PARTS OF THE EXERCISE:
a) Please transcribe the part of the Holy Week message that opens with the words containing "This week has" and closes with "to the Resurrection.".
b) Answer these questions from the Holy Week message:
(i) What does the writer call Easter for the Church and normally for priests?
(ii) What price was paid for our hope and our salvation?
(iii) In the closing wish, what should God keep the readers?
c) Translate this sentence from the Holy Week message into Spanish: "Where He has gone we are to follow, and this means through suffering, and death to the Resurrection."

PASSAGE:
* * * * * * *

Isn’t it strange that this, the holiest week of the year for the Church, is going to be celebrated in an almost “unnoticed” manner, in relative obscurity? I don’t know whether this has ever been the case since the time that the first disciples came to celebrate the Lord’s rising from the dead? I don’t know how you feel about that, but perhaps weird isn’t sufficiently descriptive? As you’ll know, Easter is the busiest time of the year for the Church and normally for us as priests – it being the highpoint of the Church’s liturgical celebrations – but it feels the opposite, it feels a bit empty this time round.
This makes me think immediately of the “disappointment” that Our Lord’s disciples must have felt during this week, on Good Friday in particular, when it seemed that all their hopes and dreams were dashed with Our Lord’s crucifixion. They must have felt totally deflated, amongst other things, petrified too, perhaps, fearing for their own lives as His associates… and here we are, probably feeling disappointed at the lack of our normal Holy Week Services and fearful of our lives, to some extent, and the lives of our loved ones because of the current health crisis.
This week has its ups and owns, just as life does – the high of the Last Supper, the lows and desolation of Good Friday and Holy Saturday morning, and then the glorious and awesome events of Easter Sunday. This mystery is replicated in some extent in the lives of each of the members of Christ’s Body, the Church. Where He has gone we are to follow, and this means through suffering, and death to the Resurrection.
If we are to follow the Easter Mysteries and to live the Easter Mysteries we are called both to embrace the cross, or crosses, in our lives, and to look forward with certain hope to the fulfilment of the promises of the Lord, so that where now we are sharing in His Passion we can be confident of, in the future, sharing in His glory. The current world situation, this pandemic, has highlighted the truth of this for every Christian, and it will, perhaps help us to be even more focussed than we normally are in this Holy Week. The Mysteries of this Week form the greatest hope of all humanity – for salvation and forgiveness, for healing and wholeness, for deliverance from evil and the blessings of God’s goodness. Our hope and our salvation has been purchased at that very great price – the price of the Precious Blood of the Lamb of God, God’s only Son, Jesus Christ. Jesus is with us, and He calls us to travel with Him, to keep Him company this week, as He draws us with Him through suffering to glory.
God bless you all, and keep you holy and healthy, have a blessed Holy Week!

* * * * * * *

(Stored records)
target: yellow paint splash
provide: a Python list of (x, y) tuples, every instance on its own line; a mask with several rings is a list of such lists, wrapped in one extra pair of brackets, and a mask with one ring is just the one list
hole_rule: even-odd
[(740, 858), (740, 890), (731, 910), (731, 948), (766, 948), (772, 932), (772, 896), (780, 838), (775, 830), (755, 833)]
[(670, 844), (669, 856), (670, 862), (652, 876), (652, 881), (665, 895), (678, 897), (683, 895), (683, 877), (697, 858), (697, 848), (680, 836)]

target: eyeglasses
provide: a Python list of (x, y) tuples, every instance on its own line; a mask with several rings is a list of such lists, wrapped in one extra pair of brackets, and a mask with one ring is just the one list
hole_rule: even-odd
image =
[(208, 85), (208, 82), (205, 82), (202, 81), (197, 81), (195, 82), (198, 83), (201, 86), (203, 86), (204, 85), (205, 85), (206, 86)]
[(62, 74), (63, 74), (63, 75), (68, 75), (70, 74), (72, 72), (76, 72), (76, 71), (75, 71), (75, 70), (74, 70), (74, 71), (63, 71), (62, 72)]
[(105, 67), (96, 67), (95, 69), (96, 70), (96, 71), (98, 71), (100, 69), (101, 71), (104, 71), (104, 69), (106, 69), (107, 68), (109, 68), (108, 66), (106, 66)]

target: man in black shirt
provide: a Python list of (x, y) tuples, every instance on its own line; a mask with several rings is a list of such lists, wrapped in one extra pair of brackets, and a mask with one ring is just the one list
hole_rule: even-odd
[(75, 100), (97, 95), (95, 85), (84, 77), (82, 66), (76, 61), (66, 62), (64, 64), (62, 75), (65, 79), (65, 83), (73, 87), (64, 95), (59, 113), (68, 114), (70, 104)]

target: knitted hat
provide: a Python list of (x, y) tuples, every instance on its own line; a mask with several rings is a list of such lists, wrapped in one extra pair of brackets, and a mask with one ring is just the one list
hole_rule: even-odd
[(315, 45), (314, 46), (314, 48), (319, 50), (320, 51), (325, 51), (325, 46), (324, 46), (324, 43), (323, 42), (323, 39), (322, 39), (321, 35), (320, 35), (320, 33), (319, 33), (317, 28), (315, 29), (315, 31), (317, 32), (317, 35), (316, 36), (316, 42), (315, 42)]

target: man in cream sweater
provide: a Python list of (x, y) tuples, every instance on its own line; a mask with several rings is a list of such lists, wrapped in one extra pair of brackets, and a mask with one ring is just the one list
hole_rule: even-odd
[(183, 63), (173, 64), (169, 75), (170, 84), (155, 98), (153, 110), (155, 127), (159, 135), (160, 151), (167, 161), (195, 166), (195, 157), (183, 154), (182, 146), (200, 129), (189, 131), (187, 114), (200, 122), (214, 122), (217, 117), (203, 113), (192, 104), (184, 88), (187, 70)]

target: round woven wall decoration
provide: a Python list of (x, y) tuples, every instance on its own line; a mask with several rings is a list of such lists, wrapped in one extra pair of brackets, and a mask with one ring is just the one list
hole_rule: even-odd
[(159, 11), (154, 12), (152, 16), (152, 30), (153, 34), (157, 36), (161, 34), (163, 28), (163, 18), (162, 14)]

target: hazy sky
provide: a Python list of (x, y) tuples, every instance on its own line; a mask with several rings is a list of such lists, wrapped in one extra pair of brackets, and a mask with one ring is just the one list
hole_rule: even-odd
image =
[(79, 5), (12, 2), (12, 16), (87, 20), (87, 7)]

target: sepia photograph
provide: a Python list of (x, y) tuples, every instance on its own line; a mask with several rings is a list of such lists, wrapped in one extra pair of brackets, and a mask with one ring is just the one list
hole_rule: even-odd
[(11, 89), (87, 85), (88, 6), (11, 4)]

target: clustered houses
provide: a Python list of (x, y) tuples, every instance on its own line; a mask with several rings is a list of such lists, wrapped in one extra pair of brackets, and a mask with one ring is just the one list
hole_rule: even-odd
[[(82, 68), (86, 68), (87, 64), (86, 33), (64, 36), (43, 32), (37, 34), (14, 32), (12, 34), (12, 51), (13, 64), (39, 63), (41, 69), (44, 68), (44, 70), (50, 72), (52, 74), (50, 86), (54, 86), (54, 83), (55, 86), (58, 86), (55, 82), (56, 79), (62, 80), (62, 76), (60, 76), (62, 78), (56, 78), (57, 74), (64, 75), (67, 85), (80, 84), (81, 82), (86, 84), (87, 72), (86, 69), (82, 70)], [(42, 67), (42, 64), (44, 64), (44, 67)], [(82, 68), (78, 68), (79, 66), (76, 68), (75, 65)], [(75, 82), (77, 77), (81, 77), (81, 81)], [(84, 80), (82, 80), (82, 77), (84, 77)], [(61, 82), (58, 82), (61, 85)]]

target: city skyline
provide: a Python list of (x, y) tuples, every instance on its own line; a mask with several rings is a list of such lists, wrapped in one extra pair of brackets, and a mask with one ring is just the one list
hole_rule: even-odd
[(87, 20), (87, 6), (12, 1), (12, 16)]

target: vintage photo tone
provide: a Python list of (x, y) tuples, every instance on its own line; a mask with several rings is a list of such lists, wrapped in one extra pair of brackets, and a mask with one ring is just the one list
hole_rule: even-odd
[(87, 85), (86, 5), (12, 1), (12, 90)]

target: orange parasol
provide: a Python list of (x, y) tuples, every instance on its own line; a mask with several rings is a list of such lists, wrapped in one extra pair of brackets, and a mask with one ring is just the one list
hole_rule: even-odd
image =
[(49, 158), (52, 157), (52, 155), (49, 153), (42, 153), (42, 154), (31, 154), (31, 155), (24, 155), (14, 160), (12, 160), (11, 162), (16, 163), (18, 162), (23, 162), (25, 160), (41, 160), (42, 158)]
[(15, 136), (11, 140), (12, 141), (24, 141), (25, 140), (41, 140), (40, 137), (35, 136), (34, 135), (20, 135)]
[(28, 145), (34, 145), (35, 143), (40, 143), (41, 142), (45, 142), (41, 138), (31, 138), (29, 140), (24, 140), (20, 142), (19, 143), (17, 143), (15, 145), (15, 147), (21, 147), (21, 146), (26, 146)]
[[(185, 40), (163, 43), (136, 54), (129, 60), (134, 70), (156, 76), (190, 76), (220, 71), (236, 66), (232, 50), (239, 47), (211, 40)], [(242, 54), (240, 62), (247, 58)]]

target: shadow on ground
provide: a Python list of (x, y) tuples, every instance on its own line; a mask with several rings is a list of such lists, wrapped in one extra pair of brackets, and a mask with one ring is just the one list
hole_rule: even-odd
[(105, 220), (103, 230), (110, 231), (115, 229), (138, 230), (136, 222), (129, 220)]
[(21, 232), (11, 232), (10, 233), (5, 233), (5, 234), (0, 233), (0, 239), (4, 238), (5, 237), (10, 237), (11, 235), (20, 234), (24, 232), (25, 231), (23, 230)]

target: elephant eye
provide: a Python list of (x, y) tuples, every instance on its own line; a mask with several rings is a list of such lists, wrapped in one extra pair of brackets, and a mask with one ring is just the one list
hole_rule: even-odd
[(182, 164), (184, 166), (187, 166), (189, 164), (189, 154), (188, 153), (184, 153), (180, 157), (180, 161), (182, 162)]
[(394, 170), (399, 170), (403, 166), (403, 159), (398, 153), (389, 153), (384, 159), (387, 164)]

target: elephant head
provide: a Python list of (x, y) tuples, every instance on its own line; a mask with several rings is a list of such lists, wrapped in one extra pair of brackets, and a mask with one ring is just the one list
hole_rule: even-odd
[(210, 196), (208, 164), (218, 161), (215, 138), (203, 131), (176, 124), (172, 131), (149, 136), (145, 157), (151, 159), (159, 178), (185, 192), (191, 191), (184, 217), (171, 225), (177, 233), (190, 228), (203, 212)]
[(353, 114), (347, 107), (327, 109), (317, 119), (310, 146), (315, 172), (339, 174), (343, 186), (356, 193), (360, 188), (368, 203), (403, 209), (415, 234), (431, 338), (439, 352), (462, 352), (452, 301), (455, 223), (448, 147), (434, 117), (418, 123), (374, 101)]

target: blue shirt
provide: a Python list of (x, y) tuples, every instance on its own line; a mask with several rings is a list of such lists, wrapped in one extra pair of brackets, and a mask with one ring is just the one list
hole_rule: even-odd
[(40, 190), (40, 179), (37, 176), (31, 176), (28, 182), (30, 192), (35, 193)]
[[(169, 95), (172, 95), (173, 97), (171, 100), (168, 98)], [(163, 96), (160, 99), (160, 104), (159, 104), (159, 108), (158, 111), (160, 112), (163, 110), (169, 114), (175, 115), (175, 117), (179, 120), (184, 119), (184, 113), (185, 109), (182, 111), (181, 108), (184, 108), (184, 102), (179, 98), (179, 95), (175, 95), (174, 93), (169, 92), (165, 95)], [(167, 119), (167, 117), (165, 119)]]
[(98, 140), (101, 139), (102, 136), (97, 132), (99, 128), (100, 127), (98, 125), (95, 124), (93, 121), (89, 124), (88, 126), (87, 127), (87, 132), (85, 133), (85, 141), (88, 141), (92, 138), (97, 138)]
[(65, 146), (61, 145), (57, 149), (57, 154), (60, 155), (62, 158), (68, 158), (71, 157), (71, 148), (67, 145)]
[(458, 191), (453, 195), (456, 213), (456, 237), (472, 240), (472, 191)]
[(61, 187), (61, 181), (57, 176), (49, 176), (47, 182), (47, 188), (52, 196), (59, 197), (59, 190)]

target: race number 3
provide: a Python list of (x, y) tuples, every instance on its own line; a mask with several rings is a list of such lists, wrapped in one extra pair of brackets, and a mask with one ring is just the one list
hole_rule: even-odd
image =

* * * * * * *

EXPECTED OUTPUTS:
a)
This week has its ups and owns, just as life does – the high of the Last Supper, the lows and desolation of Good Friday and Holy Saturday morning, and then the glorious and awesome events of Easter Sunday. This mystery is replicated in some extent in the lives of each of the members of Christ’s Body, the Church. Where He has gone we are to follow, and this means through suffering, and death to the Resurrection.

b)
(i) The busiest time of the year.
(ii) The price of the Precious Blood of the Lamb of God, God's only Son, Jesus Christ.
(iii) Holy and healthy.

c) Adonde Él ha ido, nosotros hemos de seguirlo, y esto significa a través del sufrimiento y de la muerte hasta la Resurrección.